■ **Stored items from a collection**
Start
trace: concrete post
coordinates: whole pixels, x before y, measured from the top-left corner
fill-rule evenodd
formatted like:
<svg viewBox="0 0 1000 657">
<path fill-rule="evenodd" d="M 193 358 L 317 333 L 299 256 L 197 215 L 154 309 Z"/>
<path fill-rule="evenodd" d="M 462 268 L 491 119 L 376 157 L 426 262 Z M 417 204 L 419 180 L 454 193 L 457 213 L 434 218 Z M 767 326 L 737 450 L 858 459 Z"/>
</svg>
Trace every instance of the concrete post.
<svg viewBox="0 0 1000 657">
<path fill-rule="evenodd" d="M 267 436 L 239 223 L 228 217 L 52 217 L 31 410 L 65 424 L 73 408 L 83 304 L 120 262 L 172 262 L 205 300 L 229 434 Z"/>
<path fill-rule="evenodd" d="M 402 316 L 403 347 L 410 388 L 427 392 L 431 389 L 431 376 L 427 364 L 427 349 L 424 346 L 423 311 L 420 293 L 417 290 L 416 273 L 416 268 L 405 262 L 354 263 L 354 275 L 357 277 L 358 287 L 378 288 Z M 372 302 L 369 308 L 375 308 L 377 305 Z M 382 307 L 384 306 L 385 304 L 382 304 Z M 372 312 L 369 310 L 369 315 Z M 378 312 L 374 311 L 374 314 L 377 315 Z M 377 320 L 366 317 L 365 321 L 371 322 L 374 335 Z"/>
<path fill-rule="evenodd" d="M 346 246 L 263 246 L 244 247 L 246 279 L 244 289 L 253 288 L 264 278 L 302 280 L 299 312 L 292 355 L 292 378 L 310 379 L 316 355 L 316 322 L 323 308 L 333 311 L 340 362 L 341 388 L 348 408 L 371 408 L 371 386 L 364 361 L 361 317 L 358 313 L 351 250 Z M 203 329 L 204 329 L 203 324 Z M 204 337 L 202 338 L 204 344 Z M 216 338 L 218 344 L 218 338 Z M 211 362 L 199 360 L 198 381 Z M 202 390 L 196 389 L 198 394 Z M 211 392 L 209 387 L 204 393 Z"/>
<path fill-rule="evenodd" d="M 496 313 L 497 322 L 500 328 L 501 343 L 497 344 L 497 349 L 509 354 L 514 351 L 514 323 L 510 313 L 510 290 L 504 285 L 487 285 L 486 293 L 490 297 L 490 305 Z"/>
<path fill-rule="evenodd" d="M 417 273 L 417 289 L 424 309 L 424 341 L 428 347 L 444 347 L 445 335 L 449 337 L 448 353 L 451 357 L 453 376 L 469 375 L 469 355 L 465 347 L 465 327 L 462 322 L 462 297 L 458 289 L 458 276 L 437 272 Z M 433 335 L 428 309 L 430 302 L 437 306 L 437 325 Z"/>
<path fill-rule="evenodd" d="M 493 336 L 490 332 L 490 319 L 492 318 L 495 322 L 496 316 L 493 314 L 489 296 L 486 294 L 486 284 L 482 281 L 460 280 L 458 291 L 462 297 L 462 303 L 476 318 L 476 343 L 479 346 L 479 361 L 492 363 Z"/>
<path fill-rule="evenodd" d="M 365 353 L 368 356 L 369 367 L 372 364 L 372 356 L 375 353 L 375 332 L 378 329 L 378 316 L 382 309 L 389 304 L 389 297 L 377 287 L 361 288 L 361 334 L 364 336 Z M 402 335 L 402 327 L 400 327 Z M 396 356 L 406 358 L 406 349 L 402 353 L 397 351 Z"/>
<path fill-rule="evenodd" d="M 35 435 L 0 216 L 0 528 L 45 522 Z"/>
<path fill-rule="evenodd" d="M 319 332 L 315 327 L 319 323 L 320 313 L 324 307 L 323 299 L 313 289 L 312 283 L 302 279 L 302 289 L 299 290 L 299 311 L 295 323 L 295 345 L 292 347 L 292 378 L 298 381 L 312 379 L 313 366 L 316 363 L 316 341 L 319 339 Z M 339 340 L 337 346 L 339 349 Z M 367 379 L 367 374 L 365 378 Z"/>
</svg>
End
Start
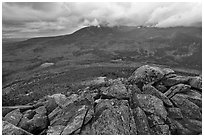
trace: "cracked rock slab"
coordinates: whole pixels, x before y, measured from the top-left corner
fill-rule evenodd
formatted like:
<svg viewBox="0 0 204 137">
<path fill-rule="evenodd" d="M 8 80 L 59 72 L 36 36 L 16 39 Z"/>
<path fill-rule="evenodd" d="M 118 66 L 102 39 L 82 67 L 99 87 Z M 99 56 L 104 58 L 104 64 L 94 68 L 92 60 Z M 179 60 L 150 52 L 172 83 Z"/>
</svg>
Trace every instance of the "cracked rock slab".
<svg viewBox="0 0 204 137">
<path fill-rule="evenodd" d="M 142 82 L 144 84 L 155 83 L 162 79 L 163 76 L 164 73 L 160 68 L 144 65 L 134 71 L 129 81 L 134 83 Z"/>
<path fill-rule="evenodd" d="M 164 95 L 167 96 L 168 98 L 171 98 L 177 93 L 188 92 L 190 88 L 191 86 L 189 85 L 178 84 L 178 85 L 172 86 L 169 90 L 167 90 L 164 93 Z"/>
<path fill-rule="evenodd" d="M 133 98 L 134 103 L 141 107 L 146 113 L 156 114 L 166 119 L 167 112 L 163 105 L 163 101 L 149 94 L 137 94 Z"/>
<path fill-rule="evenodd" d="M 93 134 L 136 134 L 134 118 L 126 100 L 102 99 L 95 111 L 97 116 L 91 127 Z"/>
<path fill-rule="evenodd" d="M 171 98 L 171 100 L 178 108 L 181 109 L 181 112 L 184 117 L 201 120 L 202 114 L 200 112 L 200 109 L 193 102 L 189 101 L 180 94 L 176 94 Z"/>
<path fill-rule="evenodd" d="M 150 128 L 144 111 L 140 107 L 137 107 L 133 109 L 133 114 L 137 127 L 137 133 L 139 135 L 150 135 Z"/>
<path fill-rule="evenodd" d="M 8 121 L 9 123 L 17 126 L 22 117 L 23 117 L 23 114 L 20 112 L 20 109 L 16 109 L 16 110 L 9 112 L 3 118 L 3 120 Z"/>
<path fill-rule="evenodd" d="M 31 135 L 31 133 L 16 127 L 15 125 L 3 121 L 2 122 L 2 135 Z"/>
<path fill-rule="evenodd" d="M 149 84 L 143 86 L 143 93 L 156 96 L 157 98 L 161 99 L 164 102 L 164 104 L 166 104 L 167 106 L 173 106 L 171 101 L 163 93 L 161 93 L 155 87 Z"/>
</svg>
End
■ **WHAT YOU WILL DO**
Could you write out everything from the line containing "trace: concrete post" down to the line containing "402 316 L 403" again, swapping "concrete post" for "stone pillar" and keeping the rest unchanged?

■ **OUTPUT FOR THIS EXERCISE**
trace: stone pillar
coordinates: whole pixels, x before y, measured from the top-left corner
fill-rule evenodd
formatted like:
<svg viewBox="0 0 1000 657">
<path fill-rule="evenodd" d="M 193 358 L 317 333 L 299 256 L 197 215 L 154 309 Z"/>
<path fill-rule="evenodd" d="M 462 268 L 491 119 L 376 157 L 426 262 Z M 417 204 L 419 180 L 454 193 L 457 213 L 434 218 Z M 767 326 L 737 450 L 858 459 Z"/>
</svg>
Trace every instance of the stone pillar.
<svg viewBox="0 0 1000 657">
<path fill-rule="evenodd" d="M 267 436 L 239 223 L 228 217 L 52 217 L 31 410 L 65 424 L 73 408 L 83 304 L 120 262 L 172 262 L 205 300 L 229 434 Z"/>
<path fill-rule="evenodd" d="M 402 316 L 403 347 L 410 388 L 427 392 L 431 389 L 431 376 L 427 364 L 427 349 L 424 346 L 423 311 L 420 293 L 417 290 L 416 273 L 416 268 L 405 262 L 354 263 L 354 275 L 357 277 L 358 287 L 378 288 Z M 372 302 L 369 308 L 375 308 L 377 305 Z M 382 307 L 384 306 L 385 304 L 382 304 Z M 372 312 L 369 310 L 369 315 Z M 378 312 L 374 311 L 374 314 L 377 315 Z M 377 320 L 366 317 L 365 321 L 371 322 L 374 335 Z"/>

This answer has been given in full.